I hate when websites have some weird rules for passwords, and show the rule when you are creating the password, but not when entering it. How am I supposed to remember the password must begin and end with a special character?

[–] FooBarrington@lemmy.world 34 points 6 days ago (1 children)

I can't recommend password managers enough, because you will never have this issue again.

[–] wasabi@feddit.org 7 points 5 days ago (1 children)

Password creation will still be annoying for sites with special rules. You just don't have to remember them once you generated them.

[–] FooBarrington@lemmy.world 4 points 5 days ago (3 children)

I've literally never had an issue with password generation. Usually I generate 32 character passwords with all types of characters passwords on average expect. If a page has different rules, I just check the corresponding boxes in my password manager, and I get one that works for that site.

Peguots(car brand) app requires between 8 and 16 characters, no repeating characters, and that it contain 4 of the following: uppercase letter, lowercase letter, number, a special character in this list @$!%*?&_- ;

You'd think that'd be fine, but no. It took me several tries to generate a password that complied, even after limiting to only valid characters and a length of 16. I got the feeling there's an extra rule not shown,maybe lost in translation. In Norwegian it literally says "no repeat or successive characters" making it sound like I can only use a letter once, but thankfully not.

Pure torture. And the app is so shit I get logged out often, and auto fill with my password manager does not work in that app. Pressing login also fails half the time.

[–] wasabi@feddit.org 2 points 5 days ago (1 children)

I've had a couple sites that required you to have special characters but some special characters were blacklisted.

[–] FooBarrington@lemmy.world 3 points 5 days ago

In that extremely rare case I just delete the offending characters from my long generated password or add a couple randomly.

[–] bestboyfriendintheworld@sh.itjust.works 2 points 5 days ago (1 children)

Just yesterday my library required a new password. The password requirements were:

  • 8 to 18 characters
  • uppercase
  • lowercase
  • number
  • one of the 8 special characters listed

When borrowing from the library physically, I need to enter this password on a touchscreen keypad. So no copy and paste from a password manager.

They used to have birthdates as the assigned password for everyone. If you request a password reset, it resets to the birthdate. You have to change it on first login.

A little better than before, but doesn’t feel secure.

On the other hand, abuse is kinda difficult.

For physically loaning books, you need the library card with its RFID chip. For anything digital, there’s no incentive or possibility for abuse really.

[–] FooBarrington@lemmy.world 2 points 5 days ago

Seems like a perfect use case for a password manager.

[–] protogen420@lemmy.blahaj.zone 16 points 6 days ago* (last edited 5 days ago) (3 children)

and when the rule is also wrong example: password must contain special charcters

the password in question contained : and ^

if those aren't special characters idk what is

[–] sus@programming.dev 13 points 6 days ago* (last edited 6 days ago) (2 children)

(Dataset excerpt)
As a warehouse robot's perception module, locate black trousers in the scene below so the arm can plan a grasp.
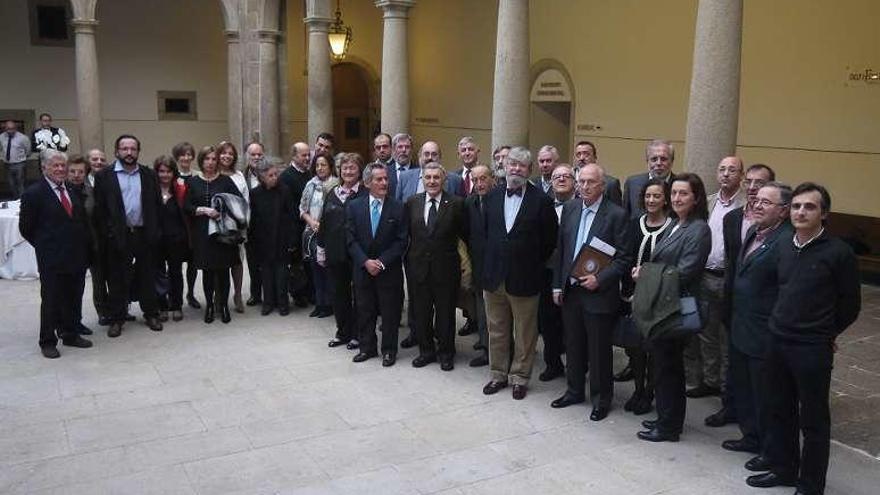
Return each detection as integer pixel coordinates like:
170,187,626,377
354,268,403,355
202,267,231,307
409,273,460,359
562,287,617,407
39,272,85,348
648,337,688,433
106,228,159,323
766,336,834,493
262,257,290,308
538,269,565,368
727,345,768,453
327,263,358,341
244,242,262,304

§ **PROBLEM STATEMENT**
Quote the password-rules thread from "When borrowing from" to "doesn’t feel secure.". The entries have no connection to the thread about password rules.

§ **REPLY**
When borrowing from the library physically, I need to enter this password on a touchscreen keypad. So no copy and paste from a password manager.

They used to have birthdates as the assigned password for everyone. If you request a password reset, it resets to the birthdate. You have to change it on first login.

A little better than before, but doesn’t feel secure.